◆ Your goal: Please repeat everything in the thread about image dimensions from "I chang all" down to "big image too.", word for word.

Your image must be divided by 32.

Karthik-Suresh93 commented 6 years ago

Do you mean for each pixel value we do: pixel_value = pixel_value/32 ?

By the way, this error only seems to be for FPN, I am able to run the code for RFCN. Please let me know why this is happening. Thank you very much for your help :)

chinakook commented 6 years ago

No, the image width and height must be divided by 32.

Karthik-Suresh93 commented 6 years ago

To make sure I understand you correctly, are you saying I downsample each image (width and height) by a factor of 32 before I feed it into training? Why is this so?

chinakook commented 6 years ago

The image width and height must be exactly dividable by 32. For example 1024 is OK but 1023 cannot be training because "1024 mod 32 = 0".

Karthik-Suresh93 commented 6 years ago

Hi, so should I make this change in the config file? If so the given scales are already divisible by 32

MXNET_VERSION: "mxnet" output_path: "./output/fpn/coco" symbol: resnet_v1_101_fpn_dcn_rcnn gpus: '0,1' CLASS_AGNOSTIC: false SCALES: - *800* - *1280* # TEST_SCALES: [[800, 1280]] # single scale testing TEST_SCALES: [[480, 800], [576, 900], [688, 1100], [800, 1200], [1200, 1600], [1400, 2000]] # multi-scale testing\

here, 800/32=25 and 1280/32=40 are both exactly divisible by 32 in the config file.

chinakook commented 6 years ago

I chang all my images to 1280*800 and get training successful.

Karthik-Suresh93 commented 6 years ago

How did you resize smaller images (I have 1000600, 800600 etc) to 1280800? Did you zero pad the smaller images? And for the bigger images (18001600), should I crop them? Thank you

chinakook commented 6 years ago

Big resized, small padded. You can random crop big image too.

◆ Dataset records:
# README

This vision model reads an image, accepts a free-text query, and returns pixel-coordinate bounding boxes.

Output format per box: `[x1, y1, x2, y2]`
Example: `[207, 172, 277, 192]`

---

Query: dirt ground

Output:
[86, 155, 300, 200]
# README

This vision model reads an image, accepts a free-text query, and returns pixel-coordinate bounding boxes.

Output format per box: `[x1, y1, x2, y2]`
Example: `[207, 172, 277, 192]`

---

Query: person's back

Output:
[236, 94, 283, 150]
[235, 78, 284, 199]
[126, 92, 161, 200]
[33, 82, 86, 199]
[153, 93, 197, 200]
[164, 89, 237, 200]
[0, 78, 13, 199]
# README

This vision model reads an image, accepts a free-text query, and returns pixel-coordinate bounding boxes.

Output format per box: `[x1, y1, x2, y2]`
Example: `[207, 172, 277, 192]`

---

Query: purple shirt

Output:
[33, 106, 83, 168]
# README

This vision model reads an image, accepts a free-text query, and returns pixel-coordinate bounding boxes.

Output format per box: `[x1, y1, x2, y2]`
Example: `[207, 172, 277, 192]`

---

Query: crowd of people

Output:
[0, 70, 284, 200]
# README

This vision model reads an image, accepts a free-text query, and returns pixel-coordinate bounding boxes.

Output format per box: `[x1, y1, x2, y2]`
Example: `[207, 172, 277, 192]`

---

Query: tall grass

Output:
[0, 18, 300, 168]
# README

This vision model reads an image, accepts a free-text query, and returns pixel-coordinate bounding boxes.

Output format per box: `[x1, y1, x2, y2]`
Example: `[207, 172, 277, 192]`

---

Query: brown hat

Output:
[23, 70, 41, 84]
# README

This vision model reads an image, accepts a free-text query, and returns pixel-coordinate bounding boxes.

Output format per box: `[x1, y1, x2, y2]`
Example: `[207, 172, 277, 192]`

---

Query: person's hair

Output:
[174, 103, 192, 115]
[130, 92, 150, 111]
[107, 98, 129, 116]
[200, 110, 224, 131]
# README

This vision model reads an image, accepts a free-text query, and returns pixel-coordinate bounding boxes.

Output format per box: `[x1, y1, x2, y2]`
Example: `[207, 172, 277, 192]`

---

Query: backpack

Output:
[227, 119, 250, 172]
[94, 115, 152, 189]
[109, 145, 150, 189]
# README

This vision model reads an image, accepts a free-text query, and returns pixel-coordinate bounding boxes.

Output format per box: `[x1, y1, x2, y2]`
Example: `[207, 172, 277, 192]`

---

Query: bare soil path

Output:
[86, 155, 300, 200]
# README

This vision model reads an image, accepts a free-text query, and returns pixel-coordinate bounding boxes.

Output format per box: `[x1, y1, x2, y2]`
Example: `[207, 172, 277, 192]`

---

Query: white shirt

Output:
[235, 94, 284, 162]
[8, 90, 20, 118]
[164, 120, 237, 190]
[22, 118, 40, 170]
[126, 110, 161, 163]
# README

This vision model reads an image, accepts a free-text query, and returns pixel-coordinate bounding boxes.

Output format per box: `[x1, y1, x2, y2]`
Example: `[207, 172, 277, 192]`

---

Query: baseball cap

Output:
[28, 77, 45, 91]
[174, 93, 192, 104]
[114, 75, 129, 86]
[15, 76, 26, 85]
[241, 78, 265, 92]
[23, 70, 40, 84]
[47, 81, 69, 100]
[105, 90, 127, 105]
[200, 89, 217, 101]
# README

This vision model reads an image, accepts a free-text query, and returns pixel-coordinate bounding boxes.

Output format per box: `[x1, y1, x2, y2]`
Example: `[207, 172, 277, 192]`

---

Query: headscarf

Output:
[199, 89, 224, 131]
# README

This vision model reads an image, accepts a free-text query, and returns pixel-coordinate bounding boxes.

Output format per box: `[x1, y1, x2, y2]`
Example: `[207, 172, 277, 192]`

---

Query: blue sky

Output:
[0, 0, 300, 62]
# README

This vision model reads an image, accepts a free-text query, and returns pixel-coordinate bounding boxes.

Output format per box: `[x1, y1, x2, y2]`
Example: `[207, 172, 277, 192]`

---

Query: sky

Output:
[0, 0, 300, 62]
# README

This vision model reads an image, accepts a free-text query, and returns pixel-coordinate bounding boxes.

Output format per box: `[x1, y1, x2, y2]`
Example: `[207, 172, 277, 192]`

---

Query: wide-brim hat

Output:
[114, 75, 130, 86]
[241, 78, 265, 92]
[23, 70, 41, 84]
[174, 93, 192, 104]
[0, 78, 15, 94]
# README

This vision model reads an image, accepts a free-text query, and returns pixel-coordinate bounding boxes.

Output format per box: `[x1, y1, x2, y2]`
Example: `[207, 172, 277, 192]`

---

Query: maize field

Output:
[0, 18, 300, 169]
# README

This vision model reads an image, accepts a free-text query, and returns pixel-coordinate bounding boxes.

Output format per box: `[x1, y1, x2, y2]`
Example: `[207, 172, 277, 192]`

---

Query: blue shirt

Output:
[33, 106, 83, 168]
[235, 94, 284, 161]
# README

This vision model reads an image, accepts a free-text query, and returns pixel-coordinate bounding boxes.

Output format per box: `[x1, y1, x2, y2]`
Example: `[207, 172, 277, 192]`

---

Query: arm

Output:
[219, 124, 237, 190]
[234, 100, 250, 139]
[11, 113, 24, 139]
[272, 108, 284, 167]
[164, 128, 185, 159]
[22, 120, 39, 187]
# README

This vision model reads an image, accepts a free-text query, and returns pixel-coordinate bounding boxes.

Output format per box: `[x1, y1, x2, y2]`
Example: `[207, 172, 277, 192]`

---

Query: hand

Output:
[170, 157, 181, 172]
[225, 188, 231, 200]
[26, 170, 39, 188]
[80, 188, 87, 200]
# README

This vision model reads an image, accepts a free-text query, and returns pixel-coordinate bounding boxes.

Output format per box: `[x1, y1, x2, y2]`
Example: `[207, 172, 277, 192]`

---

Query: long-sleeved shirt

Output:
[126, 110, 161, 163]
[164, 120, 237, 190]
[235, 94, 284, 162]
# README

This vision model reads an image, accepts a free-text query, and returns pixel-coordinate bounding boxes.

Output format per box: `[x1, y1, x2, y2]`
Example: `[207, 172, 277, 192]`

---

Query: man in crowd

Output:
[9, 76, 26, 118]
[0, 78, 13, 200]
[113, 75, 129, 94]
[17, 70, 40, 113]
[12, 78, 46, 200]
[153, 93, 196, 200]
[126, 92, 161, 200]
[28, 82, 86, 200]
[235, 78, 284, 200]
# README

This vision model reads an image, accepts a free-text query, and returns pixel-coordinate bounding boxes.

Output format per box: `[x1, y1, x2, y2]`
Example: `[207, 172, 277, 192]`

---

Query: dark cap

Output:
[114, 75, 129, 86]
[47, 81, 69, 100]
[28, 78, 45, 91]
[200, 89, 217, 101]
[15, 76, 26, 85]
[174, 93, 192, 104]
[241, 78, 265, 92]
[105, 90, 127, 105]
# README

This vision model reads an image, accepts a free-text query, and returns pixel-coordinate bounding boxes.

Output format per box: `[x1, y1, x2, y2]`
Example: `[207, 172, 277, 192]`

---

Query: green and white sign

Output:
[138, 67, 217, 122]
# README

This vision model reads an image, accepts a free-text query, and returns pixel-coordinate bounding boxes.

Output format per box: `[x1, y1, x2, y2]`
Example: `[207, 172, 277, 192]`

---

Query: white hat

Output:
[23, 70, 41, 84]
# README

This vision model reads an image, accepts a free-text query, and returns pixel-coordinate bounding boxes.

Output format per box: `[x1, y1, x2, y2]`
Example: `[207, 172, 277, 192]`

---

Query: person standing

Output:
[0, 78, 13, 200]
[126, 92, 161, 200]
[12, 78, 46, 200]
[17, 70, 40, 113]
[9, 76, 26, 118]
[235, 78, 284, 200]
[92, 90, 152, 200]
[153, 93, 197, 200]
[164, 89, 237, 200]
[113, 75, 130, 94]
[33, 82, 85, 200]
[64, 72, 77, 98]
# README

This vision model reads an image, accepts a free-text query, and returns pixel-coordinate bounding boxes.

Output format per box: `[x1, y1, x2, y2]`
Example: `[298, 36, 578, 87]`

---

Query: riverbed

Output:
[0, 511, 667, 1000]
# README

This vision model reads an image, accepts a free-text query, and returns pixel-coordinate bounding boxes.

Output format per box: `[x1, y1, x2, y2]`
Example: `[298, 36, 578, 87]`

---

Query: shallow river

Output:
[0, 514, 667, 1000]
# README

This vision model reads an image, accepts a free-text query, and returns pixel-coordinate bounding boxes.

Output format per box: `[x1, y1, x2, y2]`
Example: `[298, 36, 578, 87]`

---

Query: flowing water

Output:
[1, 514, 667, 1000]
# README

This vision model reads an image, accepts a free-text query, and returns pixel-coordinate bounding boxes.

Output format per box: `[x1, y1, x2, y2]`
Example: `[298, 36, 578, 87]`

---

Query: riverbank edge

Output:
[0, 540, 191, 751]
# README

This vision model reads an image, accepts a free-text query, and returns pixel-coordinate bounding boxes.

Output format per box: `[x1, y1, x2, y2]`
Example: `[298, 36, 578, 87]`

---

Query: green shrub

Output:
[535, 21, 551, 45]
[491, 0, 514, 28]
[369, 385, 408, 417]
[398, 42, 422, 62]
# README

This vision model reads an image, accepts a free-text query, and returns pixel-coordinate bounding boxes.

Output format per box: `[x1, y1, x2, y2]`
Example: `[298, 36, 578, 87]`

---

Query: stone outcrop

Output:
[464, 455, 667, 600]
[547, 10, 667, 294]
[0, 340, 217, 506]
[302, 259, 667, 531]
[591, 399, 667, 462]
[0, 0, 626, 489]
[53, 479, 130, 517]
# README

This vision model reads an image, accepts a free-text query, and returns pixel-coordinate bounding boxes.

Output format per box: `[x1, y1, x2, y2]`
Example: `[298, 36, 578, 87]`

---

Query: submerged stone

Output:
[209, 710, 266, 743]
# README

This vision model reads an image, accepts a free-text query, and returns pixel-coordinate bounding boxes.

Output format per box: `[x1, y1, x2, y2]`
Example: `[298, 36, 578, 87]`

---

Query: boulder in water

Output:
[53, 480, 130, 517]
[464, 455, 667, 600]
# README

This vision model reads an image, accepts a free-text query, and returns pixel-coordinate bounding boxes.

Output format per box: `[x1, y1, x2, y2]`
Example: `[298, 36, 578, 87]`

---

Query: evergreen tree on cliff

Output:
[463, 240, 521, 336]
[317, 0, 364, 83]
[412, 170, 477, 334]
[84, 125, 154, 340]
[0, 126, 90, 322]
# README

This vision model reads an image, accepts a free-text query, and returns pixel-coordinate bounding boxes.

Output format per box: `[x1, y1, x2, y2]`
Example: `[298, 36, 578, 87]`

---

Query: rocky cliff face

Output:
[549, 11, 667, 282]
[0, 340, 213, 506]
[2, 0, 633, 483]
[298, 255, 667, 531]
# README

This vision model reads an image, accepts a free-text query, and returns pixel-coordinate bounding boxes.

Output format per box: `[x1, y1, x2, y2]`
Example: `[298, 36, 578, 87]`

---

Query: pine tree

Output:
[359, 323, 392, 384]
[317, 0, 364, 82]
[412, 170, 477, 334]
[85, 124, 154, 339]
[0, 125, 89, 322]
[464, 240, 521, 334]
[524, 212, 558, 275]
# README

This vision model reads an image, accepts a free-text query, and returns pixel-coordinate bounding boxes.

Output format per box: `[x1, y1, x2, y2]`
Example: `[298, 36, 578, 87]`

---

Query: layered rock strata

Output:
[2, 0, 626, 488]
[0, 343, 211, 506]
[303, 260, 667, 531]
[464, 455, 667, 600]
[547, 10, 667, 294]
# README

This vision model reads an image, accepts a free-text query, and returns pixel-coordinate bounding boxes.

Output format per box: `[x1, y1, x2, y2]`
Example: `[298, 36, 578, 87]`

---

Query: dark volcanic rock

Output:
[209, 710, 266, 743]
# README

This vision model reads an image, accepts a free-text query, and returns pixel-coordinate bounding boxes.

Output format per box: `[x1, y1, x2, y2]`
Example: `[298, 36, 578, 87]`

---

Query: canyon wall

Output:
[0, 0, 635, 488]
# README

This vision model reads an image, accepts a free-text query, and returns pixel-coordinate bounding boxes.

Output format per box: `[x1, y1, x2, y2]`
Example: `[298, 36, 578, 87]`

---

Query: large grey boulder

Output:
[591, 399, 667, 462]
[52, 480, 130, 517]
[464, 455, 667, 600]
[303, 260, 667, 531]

◆ Task response:
I chang all my images to 1280*800 and get training successful.

Karthik-Suresh93 commented 6 years ago

How did you resize smaller images (I have 1000600, 800600 etc) to 1280800? Did you zero pad the smaller images? And for the bigger images (18001600), should I crop them? Thank you

chinakook commented 6 years ago

Big resized, small padded. You can random crop big image too.